→ **Exercise prompt**
Print the data once more, exactly as given. Drop the pictures.

(Referring expression data)
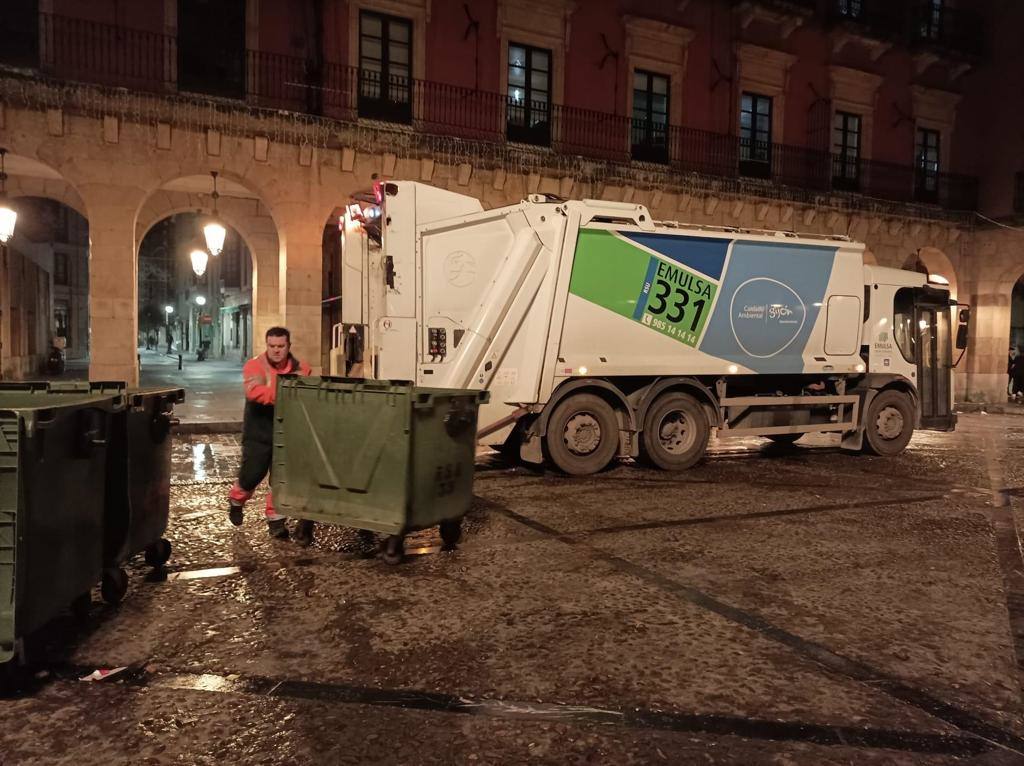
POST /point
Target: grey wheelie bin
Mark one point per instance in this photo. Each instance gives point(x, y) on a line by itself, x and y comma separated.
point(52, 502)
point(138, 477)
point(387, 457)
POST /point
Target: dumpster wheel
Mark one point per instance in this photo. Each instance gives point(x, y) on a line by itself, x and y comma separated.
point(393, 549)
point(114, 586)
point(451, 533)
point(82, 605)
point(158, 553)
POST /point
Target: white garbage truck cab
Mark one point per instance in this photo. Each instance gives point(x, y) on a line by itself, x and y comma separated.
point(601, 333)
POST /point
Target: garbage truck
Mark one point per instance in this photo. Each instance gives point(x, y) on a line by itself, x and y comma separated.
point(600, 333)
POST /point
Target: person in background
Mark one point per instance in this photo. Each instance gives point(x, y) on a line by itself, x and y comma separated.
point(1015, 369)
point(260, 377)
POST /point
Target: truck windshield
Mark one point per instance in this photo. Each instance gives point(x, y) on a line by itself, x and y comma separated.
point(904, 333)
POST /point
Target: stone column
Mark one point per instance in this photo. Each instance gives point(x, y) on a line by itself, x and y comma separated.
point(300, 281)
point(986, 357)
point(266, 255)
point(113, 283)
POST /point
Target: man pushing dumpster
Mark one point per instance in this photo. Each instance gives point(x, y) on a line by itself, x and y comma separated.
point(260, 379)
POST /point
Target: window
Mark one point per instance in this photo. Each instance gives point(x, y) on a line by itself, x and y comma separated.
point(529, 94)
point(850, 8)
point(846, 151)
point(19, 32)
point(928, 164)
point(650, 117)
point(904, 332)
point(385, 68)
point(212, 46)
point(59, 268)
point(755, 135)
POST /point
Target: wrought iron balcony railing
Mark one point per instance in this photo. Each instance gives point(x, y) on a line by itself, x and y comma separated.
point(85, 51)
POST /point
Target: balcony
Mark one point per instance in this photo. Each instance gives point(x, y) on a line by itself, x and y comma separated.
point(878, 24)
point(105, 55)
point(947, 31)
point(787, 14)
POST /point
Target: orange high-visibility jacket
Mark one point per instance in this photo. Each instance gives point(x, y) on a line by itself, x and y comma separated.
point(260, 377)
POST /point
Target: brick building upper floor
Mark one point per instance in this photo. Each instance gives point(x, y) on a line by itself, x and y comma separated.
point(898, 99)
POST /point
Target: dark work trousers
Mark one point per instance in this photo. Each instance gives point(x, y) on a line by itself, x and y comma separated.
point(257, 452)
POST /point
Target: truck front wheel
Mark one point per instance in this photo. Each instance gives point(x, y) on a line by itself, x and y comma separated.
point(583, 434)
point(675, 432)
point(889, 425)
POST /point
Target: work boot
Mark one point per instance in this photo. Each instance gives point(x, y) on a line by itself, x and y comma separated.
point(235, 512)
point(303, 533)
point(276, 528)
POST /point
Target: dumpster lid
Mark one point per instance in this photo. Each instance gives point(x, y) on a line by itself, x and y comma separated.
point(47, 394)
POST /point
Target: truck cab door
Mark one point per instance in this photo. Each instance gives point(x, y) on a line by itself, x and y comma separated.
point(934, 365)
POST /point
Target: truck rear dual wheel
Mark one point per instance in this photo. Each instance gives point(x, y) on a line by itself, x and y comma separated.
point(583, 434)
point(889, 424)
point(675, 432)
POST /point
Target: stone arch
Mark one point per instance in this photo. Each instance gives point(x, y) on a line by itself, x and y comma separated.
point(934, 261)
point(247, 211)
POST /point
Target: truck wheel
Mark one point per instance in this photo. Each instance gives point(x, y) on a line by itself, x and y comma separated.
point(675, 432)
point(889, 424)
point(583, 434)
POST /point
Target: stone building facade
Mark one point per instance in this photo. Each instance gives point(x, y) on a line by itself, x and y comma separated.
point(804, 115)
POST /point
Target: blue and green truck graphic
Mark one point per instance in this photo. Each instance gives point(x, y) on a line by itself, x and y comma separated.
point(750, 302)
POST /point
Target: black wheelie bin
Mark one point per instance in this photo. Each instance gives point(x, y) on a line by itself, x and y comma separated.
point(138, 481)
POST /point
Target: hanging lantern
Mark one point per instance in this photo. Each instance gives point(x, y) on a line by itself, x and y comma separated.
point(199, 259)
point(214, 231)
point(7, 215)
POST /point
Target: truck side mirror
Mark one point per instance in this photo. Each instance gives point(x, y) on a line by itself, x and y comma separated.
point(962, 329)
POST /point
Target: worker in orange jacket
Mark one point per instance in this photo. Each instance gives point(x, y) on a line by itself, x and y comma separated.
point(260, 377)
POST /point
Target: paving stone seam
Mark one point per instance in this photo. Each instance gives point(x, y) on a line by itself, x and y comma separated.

→ **Output for this exercise**
POST /point
Target: grey wheelie bin
Mark one point per instance in this photo. Each instance gives point(x, y) on a line by itself, x and y comma separated.
point(52, 502)
point(138, 477)
point(387, 457)
POST /point
Target: dumpster wheel
Mark one point per instance in this photo. Each instance gives point(x, y) on a line by itself, x and y comma separated.
point(393, 549)
point(114, 586)
point(451, 533)
point(82, 605)
point(158, 553)
POST /point
Target: white garbage truck cab
Mark one point per instance in this photo. Each instance gives point(x, y) on a line by itself, x and y comma separated.
point(601, 333)
POST /point
Target: garbage truck
Mark one point per instance in this photo. Each instance gives point(x, y) on a line by itself, x and y comma separated.
point(600, 333)
POST /point
Target: person in background
Mark one point per instance in this photo. Each instance gives point(x, y) on a line by itself, x and y comma separated.
point(1015, 369)
point(260, 377)
POST /point
Target: truck windshield
Mark one point per instance in this photo. Each instance gives point(x, y) on a line by itself, x and y comma separated.
point(904, 333)
POST /point
Target: stone column
Mark one point per instance in this photo. Each instance gives point(x, y) on a line by itself, x and y comma separated.
point(300, 281)
point(986, 357)
point(266, 255)
point(113, 283)
POST /point
Target: man pushing dumpster
Mark one point per instance in this photo. Each instance gives point(x, y) on a line by itself, x and y comma separated.
point(260, 379)
POST /point
Target: window
Mark one point per instance in this photo. Each instance gives point(x, y) on a line by itself, x and y comma separated.
point(529, 94)
point(850, 8)
point(846, 151)
point(19, 32)
point(928, 164)
point(650, 117)
point(904, 332)
point(385, 68)
point(212, 46)
point(59, 268)
point(755, 135)
POST /point
Target: wrought iron balcony railing
Mark one point per instance in this photo. Each instance gives point(x, y) on a line by itself, x and y comma separated.
point(85, 51)
POST /point
Target: balcony
Mark one point per instance in this photo. Each instance gives point(x, y) on a line by itself, x and y comma separated.
point(878, 24)
point(105, 55)
point(947, 31)
point(787, 14)
POST /point
Target: orange high-visibility jacket
Mark one point per instance in this photo. Each instance gives point(x, y) on a line by itself, x and y comma separated.
point(260, 377)
POST /point
Target: brick building upper floor
Mark one point per instance in this photo. Each instance gives point(x, y) on a line by itself, x and y comma separated.
point(898, 99)
POST /point
Target: dark work trousers
Mark one point per instance in this photo. Each instance gives point(x, y) on a line by itself, x and y comma separated.
point(257, 452)
POST /point
Target: truck front wheel
Mark one point per instance in this photo. Each instance gives point(x, y) on a line by itself, x and y comma separated.
point(583, 434)
point(675, 432)
point(889, 425)
POST /point
Target: work boot
Mark one point per instance in this photo. Each instance gives point(x, y) on a line by itself, x and y comma separated.
point(235, 512)
point(303, 533)
point(276, 528)
POST /point
Target: dumpster lid
Mark one point per instance in this photo. Each instance gives point(x, y) on a line by itself, x and y comma separated.
point(47, 394)
POST /point
Target: truck cab door
Mark one point per instance in this photo. Each instance gives point(x, y) on a line by itself, x and y comma separated.
point(934, 365)
POST /point
Target: truck rear dual wheel
Mark one point per instance in this photo. Each instance gives point(x, y) on a line by itself, x and y comma separated.
point(583, 434)
point(889, 424)
point(675, 432)
POST /point
Target: stone arch
Mark one point per instance in this photo. Each instance gives point(x, y) on a line by itself, x and y comma separated.
point(934, 261)
point(247, 211)
POST /point
Target: truck wheel
Mark one point per instance in this photo. Each instance gives point(x, y) on a line by itself, x and y comma separated.
point(675, 432)
point(889, 424)
point(583, 434)
POST /point
Target: stone building facade
Mark one point per instance in this photo. Each instance gives point(x, y) on a line by itself, x and y comma separated.
point(804, 115)
POST /point
Target: blue and green truck graphic
Mark one point per instance in this photo. Each instance gives point(x, y) on a line by itself, x and y comma separated.
point(750, 302)
POST /point
Target: black wheelie bin
Mark one point per instance in this photo. Each instance gives point(x, y) on a line by itself, x and y comma separated.
point(138, 481)
POST /point
Target: hanging lantern
Mark one point per instance in this photo. Each instance gives point(x, y) on a line by itself, x and y comma separated.
point(199, 259)
point(214, 231)
point(7, 215)
POST /point
Target: truck side mirror
Mark one point per instance in this photo. Each instance gives point(x, y) on a line by itself, x and y comma separated.
point(962, 329)
POST /point
Target: worker in orange jacket
Mark one point per instance in this photo. Each instance gives point(x, y) on a line by itself, x and y comma separated.
point(260, 377)
POST /point
Target: paving stone seam
Mark one point per instance in this photo. Each instance gives point(x, y) on a line by itself, x and y comma separated.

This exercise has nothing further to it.